## PROVIDED RECORDS

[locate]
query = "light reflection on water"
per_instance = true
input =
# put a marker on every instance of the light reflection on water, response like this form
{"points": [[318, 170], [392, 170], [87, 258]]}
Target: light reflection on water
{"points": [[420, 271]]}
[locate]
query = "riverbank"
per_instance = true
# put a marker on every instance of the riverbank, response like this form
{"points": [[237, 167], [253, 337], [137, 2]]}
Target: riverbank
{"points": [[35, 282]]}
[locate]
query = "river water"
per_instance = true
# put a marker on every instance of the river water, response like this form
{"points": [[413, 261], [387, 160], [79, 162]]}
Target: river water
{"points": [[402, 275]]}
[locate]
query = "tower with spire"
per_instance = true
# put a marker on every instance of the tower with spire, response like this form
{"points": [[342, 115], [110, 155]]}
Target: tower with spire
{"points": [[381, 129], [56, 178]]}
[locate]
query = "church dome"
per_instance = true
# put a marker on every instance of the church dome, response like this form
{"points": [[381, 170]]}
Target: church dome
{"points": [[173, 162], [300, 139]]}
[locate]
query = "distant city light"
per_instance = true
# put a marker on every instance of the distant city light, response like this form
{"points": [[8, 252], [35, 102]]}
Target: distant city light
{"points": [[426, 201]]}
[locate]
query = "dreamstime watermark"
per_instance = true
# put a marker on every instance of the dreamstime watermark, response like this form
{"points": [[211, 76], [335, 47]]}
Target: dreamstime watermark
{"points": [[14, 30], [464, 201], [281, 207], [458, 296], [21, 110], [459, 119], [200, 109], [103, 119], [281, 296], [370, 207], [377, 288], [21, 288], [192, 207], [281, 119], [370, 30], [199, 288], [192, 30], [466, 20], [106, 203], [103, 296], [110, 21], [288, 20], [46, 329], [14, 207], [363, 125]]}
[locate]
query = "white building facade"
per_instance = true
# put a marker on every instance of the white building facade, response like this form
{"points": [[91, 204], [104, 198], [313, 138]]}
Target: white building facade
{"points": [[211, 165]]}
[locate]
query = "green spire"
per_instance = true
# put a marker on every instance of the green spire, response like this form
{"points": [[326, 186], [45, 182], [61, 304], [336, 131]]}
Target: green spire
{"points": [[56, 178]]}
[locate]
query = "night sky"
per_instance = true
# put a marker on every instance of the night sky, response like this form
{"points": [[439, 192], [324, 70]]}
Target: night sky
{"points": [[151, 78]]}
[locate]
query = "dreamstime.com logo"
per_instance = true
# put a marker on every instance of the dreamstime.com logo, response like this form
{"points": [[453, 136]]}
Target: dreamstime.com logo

## WORK TASK
Using the material, show each line where the string "query" can be found.

## REPLY
query = "light reflection on water"
query = "riverbank"
query = "river water"
query = "tower with spire"
query = "church dome"
query = "distant city light"
query = "dreamstime watermark"
query = "white building facade"
query = "green spire"
query = "night sky"
query = "dreamstime.com logo"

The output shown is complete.